> Work to complete
Once you find the line containing "the red tank", please retype it and every line after it to the end of the entries, exactly and with nothing added.

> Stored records

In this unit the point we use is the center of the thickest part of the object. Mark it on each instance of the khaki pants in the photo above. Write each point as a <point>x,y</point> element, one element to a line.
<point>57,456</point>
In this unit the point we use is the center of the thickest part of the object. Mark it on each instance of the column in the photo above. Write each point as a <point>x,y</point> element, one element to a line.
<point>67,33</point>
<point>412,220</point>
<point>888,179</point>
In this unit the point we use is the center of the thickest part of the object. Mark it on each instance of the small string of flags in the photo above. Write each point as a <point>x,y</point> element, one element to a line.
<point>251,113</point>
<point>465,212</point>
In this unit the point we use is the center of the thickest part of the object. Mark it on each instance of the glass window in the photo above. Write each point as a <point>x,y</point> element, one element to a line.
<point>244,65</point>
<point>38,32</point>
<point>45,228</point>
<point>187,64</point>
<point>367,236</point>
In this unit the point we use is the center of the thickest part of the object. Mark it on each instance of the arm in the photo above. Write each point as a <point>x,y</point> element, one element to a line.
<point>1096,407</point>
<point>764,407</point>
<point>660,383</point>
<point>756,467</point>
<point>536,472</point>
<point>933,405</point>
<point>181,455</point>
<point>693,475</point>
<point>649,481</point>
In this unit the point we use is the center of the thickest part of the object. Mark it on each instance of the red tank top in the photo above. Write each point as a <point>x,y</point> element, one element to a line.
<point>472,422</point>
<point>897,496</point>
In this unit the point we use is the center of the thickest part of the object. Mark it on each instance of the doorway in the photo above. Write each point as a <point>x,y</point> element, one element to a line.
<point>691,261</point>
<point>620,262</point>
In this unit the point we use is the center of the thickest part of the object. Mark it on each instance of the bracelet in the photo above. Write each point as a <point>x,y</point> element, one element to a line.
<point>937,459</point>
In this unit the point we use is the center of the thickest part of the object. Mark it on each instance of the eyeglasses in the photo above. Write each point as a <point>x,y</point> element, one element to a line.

> Answer to the problem
In this unit the point we use is the center of the thickest part of the object. Mark it on each instance of the red tank top in the photo above. Write each point as a <point>x,y</point> element, one element to a line.
<point>472,422</point>
<point>897,496</point>
In this unit the point we use is the center of the thickest part of the object. Mark it on each instance of the doorway in the photo above. Write each point as a <point>x,y</point> element, one element to a line.
<point>691,261</point>
<point>620,262</point>
In this unit the point we use is the center of the thickest part of the object. Mark it on each instance of the bracelet in the photo above. Write each point as a <point>x,y</point> element, one element to a line.
<point>937,459</point>
In this unit the point we use is the center of the thickest part of the object. Mark it on each instance of the eyeglasses in the photo above. Write each point as a <point>x,y</point> element, one element to a line.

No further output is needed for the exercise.